Texto de lectura:

━━━━━━━━

Según lo relató Taeko Enomoto, de la ciudad de Hiroshima

UN DESCONOCIDO llegó a nuestra casa con una camisa quemada y hecha jirones que había llevado puesta un muchacho de edad escolar. Lo único que quedaba de la camisa era el cuello junto con la parte superior de esta. Pero todavía se podía leer claramente en el frente de la camisa el nombre Miyakawa Shiro. Aquella era la camisa de mi hermano.

La mañana del 6 de agosto de 1945, como de costumbre, me fui a trabajar. Como muchacha típica de 19 años de edad, me había contagiado de la fiebre patriótica que dominaba al país en aquel tiempo y me había unido al Cuerpo de Mujeres Voluntarias. Mi hermano, quien todavía era de edad escolar, había ido al centro de la ciudad para trabajar. Mi padre había muerto peleando en Manchuria. Por esto mi madre quedó sola en casa.

Temprano aquella mañana se habían divisado unos aviones militares enemigos cerca de Hiroshima, y se habían dado toques de alarma tocante a un ataque aéreo. Mientras terminábamos nuestros ejercicios militares y estábamos a punto de entrar en el edificio, una tremenda explosión estremeció la zona. Todo cuanto había delante de mis ojos se puso completamente rojo. El calor procedente del estallido me dio la sensación de que había caído dentro de un horno caliente... en ese momento quedé inconsciente.

Tan pronto recobré el conocimiento, pensé en mi familia. Aunque era pleno día, el velo de partículas radiactivas producido por la bomba hacía que las cosas parecieran horripilantes. Pronto comenzó a caer una lluvia de partículas negras como el hollín, y continuó cayendo por casi dos horas. Lo que vi de camino a casa fue espantoso.

━━━━━━━━

Ejercicios por realizar:
[a] Indica si cada afirmación concuerda con el texto y cita las palabras exactas que lo deciden: (i) la narradora tenía 19 años el 6 de agosto de 1945; (ii) el padre de la narradora estaba en casa con la madre aquella mañana; (iii) la lluvia de partículas negras duró casi dos horas.
[b] Según el texto, ¿qué nombre todavía podía leerse en el frente de la camisa quemada?
Responde basándote únicamente en el texto.

Contenido del conjunto:
━━━━━━━━

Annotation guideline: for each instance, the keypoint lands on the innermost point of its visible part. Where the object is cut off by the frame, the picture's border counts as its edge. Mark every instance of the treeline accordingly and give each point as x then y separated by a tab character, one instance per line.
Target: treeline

━━━━━━━━

Respuestas por ejercicio:
[a]
(i) Sí: "Como muchacha típica de 19 años de edad".
(ii) No: "Mi padre había muerto peleando en Manchuria."
(iii) Sí: "continuó cayendo por casi dos horas".

[b] Miyakawa Shiro.